---- Supplied records

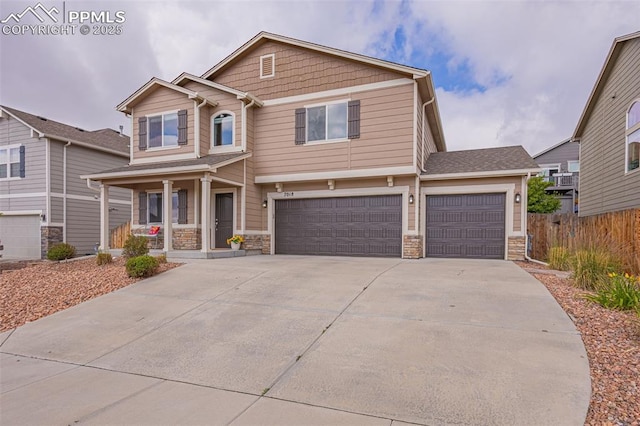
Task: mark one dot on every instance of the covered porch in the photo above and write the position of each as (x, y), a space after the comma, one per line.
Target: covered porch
(194, 205)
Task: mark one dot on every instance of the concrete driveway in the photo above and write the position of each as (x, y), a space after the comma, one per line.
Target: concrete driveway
(304, 340)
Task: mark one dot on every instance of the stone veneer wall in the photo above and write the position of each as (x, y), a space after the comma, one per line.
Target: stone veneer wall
(49, 235)
(517, 247)
(412, 246)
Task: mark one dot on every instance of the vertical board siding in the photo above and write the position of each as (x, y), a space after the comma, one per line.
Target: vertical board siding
(298, 71)
(604, 186)
(163, 100)
(13, 132)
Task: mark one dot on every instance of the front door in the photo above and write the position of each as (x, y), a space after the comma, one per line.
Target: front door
(224, 219)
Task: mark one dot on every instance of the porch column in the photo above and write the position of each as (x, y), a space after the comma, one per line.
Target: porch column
(167, 209)
(104, 217)
(205, 199)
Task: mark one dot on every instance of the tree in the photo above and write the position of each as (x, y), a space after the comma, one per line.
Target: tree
(539, 200)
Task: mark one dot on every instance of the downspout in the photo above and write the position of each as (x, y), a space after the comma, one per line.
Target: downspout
(64, 191)
(196, 133)
(526, 231)
(424, 126)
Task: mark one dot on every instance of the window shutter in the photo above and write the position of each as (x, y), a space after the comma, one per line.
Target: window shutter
(182, 206)
(142, 133)
(182, 127)
(301, 118)
(354, 120)
(142, 208)
(22, 161)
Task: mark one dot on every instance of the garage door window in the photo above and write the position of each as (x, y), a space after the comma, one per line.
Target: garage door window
(12, 162)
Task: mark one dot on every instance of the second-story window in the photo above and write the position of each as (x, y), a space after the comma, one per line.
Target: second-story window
(163, 130)
(633, 136)
(327, 122)
(222, 125)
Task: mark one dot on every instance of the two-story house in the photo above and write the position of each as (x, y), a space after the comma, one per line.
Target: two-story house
(306, 149)
(560, 166)
(43, 200)
(609, 133)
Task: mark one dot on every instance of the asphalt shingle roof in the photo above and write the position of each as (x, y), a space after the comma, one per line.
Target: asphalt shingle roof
(207, 160)
(103, 138)
(480, 160)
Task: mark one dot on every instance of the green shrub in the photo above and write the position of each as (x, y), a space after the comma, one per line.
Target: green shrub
(620, 292)
(103, 258)
(61, 251)
(591, 267)
(559, 258)
(141, 266)
(136, 245)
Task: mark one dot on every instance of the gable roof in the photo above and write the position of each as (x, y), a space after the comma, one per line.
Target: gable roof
(107, 140)
(264, 36)
(551, 148)
(422, 77)
(488, 161)
(614, 52)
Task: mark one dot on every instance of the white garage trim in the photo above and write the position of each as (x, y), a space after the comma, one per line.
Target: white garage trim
(507, 188)
(355, 192)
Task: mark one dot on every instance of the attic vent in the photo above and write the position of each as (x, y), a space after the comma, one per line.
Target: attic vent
(267, 65)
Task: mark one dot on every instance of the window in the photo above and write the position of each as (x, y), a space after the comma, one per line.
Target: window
(267, 65)
(163, 130)
(633, 136)
(332, 122)
(327, 122)
(222, 125)
(573, 166)
(12, 162)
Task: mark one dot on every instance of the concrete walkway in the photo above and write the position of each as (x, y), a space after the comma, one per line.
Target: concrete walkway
(304, 340)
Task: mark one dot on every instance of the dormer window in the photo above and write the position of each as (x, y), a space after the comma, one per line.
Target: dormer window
(222, 125)
(267, 66)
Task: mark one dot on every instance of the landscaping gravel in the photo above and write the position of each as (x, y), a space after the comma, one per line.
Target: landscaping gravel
(43, 288)
(612, 341)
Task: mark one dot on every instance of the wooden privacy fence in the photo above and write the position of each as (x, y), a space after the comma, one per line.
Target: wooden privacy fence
(618, 232)
(119, 235)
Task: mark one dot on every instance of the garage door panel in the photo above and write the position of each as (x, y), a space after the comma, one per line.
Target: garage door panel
(350, 226)
(466, 225)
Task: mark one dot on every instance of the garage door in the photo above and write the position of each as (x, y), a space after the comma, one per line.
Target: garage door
(466, 225)
(345, 226)
(20, 236)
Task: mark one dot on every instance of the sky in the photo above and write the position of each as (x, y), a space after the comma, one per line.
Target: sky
(506, 72)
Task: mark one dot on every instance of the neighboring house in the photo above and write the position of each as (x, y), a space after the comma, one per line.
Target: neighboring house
(609, 133)
(306, 149)
(560, 165)
(43, 201)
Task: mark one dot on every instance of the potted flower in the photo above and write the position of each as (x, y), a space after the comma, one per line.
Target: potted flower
(235, 242)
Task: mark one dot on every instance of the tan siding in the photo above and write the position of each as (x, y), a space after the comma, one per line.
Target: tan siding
(386, 136)
(158, 187)
(298, 71)
(604, 186)
(226, 102)
(12, 132)
(162, 100)
(517, 180)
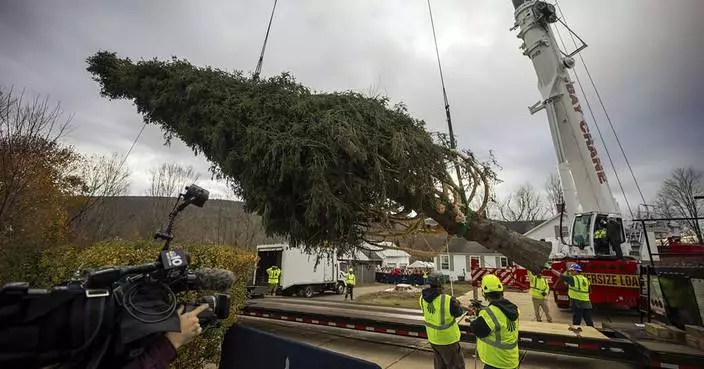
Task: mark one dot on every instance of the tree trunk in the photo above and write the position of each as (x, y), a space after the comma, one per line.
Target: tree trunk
(526, 252)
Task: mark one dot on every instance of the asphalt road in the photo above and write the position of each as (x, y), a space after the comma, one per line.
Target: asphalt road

--------

# [Your instructions]
List every line above that contains the word "road".

# [Answer for this exercise]
Task: mark one dot on every instance of the asphalt road in the photo above and write the position of each as (x, y), a space after the comma, one per line.
Target: asphalt road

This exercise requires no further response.